L’Autorité de la concurrence (« ADLC ») a publié, le 30 juillet 2021, la version définitive de son nouveau communiqué sanction (le « Nouveau Communiqué Sanction »), qui se substitue à celui du 16 mai 2011.
L’adoption de ce texte intervient à l’issue d’une consultation expresse des acteurs du marché, invités à formuler leurs observations à propos du projet de communiqué rendu public le 11 juin dernier.
Ce projet allait bien au-delà de ce qu’imposait une simple adaptation par l’ADLC de sa méthode de calcul des sanctions pécuniaires au regard des évolutions législatives opérées notamment par l’ordonnance n° 2021-649 du 26 mai 2021, transposant en droit français la directive n° 2019/1 dite « ECN + », du 18 décembre 2018 (l’« Ordonnance »). Il marquait la volonté de l’ADLC de réformer substantiellement sa pratique et de sanctionner bien plus lourdement les entreprises contrevenantes.
Certaines dispositions de ce projet paraissaient devoir être précisées (voire supprimées) si bien que le résultat de la consultation était attendu avec impatience.
Force est néanmoins de constater que les modifications apportées au projet du 11 juin sont très limitées. La mise en œuvre du Nouveau Communiqué Sanction aboutira donc nécessairement à une majoration considérable et quasi systématique du montant des amendes infligées par l’ADLC.
Les principales nouveautés sont les suivantes :
1. Prise en compte de la valeur des produits en relation indirecte avec l’infraction afin de déterminer le montant de base
Le Nouveau Communiqué Sanction précise que pour établir le montant de base de la sanction, l’ADLC prendra pour référence « la valeur de l’ensemble des catégories de produits ou de services en relation directe ou indirecte avec l’infraction vendues par l’entreprise ». Aussi et en fonction de l’interprétation donnée à cette notion de relation « indirecte », le montant de base des sanctions encourues pourrait être substantiellement augmenté (point 22).
Cette notion n’est pas véritablement explicitée par le Nouveau Communiqué Sanction, ce qui laissera une grande latitude à l’ADLC. En particulier, il n’est pas précisé si les produits utilisés comme intrants dans des produits finis, ou des produits situés sur des marchés connexes, amont ou aval de celui sur lequel a eu lieu l’infraction, etc. pourraient être considérés comme en « relation indirecte » avec l’infraction.
━━━━━━
LISTE DES TÂCHES
A: Relevez toutes les dates différentes mentionnées dans l'extrait sur le communiqué sanction, dans l'ordre de leur première apparition.
B: Poursuivez l'extrait sur le communiqué sanction à partir de sa dernière phrase.

[Annotations de position]
━━━━━━
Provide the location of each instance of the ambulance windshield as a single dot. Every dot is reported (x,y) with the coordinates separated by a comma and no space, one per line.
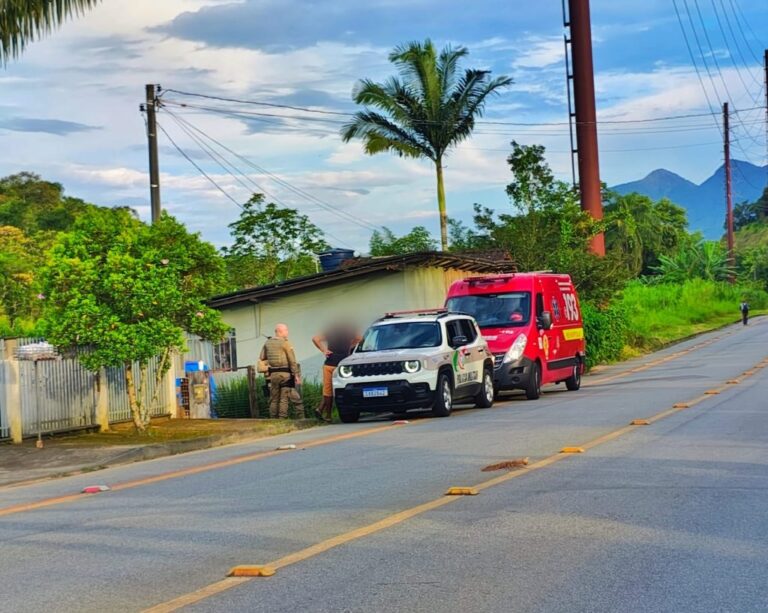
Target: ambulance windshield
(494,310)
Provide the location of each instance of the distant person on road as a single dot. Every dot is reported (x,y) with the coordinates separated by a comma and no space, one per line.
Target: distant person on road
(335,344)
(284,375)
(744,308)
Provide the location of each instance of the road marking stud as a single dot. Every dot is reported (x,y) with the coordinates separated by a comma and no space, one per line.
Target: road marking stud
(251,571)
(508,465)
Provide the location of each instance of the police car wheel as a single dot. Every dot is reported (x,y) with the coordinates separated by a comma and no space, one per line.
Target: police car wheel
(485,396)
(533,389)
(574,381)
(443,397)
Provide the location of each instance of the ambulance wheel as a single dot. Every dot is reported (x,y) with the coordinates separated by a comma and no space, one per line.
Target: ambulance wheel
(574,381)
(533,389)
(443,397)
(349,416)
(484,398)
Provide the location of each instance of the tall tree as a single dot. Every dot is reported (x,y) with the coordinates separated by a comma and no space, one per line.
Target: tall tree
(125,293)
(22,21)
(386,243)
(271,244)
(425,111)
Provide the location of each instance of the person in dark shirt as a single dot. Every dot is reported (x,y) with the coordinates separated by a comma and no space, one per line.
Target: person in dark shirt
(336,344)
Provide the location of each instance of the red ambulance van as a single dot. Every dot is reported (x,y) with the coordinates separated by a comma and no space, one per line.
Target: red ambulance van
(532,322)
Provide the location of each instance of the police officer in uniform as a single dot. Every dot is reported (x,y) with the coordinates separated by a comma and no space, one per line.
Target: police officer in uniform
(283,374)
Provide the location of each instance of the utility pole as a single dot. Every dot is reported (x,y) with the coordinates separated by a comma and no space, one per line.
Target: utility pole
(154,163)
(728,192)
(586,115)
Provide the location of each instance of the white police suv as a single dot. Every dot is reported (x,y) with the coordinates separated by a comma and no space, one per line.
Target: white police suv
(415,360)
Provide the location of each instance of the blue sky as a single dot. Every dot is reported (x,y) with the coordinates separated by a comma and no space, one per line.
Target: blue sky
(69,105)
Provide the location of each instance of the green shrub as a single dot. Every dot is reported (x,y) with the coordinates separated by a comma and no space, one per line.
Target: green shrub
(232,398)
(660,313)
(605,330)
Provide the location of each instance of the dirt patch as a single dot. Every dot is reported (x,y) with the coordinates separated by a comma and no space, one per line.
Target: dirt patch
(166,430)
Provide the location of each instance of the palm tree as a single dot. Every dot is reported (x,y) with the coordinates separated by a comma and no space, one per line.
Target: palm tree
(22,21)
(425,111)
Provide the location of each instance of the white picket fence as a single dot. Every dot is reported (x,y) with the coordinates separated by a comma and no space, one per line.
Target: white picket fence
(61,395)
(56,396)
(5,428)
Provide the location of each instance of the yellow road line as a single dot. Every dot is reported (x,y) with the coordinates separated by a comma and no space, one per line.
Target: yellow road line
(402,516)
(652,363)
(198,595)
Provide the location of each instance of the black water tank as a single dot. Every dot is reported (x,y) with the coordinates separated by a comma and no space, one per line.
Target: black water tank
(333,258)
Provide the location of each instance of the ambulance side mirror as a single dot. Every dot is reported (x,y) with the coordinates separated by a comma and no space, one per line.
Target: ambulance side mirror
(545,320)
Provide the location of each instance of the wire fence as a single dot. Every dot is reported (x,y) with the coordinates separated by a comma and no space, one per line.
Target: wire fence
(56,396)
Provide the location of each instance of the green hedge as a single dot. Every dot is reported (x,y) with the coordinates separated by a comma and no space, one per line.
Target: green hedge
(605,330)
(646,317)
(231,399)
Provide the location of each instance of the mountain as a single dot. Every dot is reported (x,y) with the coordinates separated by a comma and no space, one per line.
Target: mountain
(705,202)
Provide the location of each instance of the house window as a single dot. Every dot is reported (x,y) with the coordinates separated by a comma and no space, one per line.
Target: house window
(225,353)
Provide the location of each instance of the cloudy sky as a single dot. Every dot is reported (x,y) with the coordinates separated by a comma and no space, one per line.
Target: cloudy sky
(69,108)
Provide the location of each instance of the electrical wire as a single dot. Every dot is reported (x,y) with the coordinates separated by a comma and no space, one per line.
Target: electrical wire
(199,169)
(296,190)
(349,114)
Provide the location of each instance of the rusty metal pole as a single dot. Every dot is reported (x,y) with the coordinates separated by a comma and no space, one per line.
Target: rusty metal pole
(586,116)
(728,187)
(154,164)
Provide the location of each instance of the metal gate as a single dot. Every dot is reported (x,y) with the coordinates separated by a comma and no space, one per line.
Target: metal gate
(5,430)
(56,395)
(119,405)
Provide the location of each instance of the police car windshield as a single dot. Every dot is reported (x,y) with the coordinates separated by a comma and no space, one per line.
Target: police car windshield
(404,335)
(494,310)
━━━━━━
RÉPONSES DANS L'ORDRE
A:
- 30 juillet 2021
- 16 mai 2011
- 11 juin
- 26 mai 2021
- 18 décembre 2018

B:
2. Possibilité pour l’ADLC de majorer la sanction aux fins de dissuasion
Le Nouveau Communiqué Sanction prévoit qu’au stade de la détermination du montant de base, l’ADLC pourra « ajouter une somme comprise entre 15 % et 25 % de la valeur des ventes », dans une perspective de dissuasion. Cette possibilité est réservée aux « abus de position dominante, ainsi qu’aux affaires d’ententes horizontales les plus graves, telles que les accords de fixation de prix, de répartition de marché et de limitation de production » (point 31).
À ce titre, il est heureux que le Nouveau Communiqué Sanction ait abandonné la possibilité d’appliquer également un tel montant additionnel « dans le cas d'autres infractions ». Cette disposition, qui était prévue dans le projet initial, aurait en effet très concrètement permis à l’ADLC d’appliquer cette majoration à tout type de pratique anticoncurrentielle, sans la moindre exception.
3. Prise en compte de l’impact environnemental dans l’appréciation de la gravité des pratiques
Désormais, pour apprécier la gravité des faits, l’ADLC pourra tenir compte de la nature du ou des paramètres de concurrence concernés, parmi lesquels figure désormais l’environnement. Cet ajout vient compléter la liste des autres paramètres de concurrence dont il était déjà traditionnellement tenu compte par l’ADLC pour apprécier la gravité des faits, à savoir le prix, la qualité, le coût, la production etc. (point 28).
Faute de précisions, l’ADLC disposera là encore vraisemblablement d’une très grande latitude pour apprécier la gravité d’une infraction portant sur des paramètres environnementaux.
4. Suppression du critère de « l’importance du dommage causé à l’économie »
Le Nouveau Communiqué Sanction prend acte de la suppression par l’Ordonnance du critère de l’importance du dommage causé à l’économie, dont l’ADLC devait tenir compte lors la détermination du montant des amendes infligées aux auteurs de pratiques anticoncurrentielles. Il n’est ainsi plus fait mention de ce critère, si bien que désormais, les sanctions pécuniaires ne seront déterminées qu’en fonction de la gravité et de la durée de l'infraction, de la situation de l'entreprise sanctionnée et de l'éventuelle réitération.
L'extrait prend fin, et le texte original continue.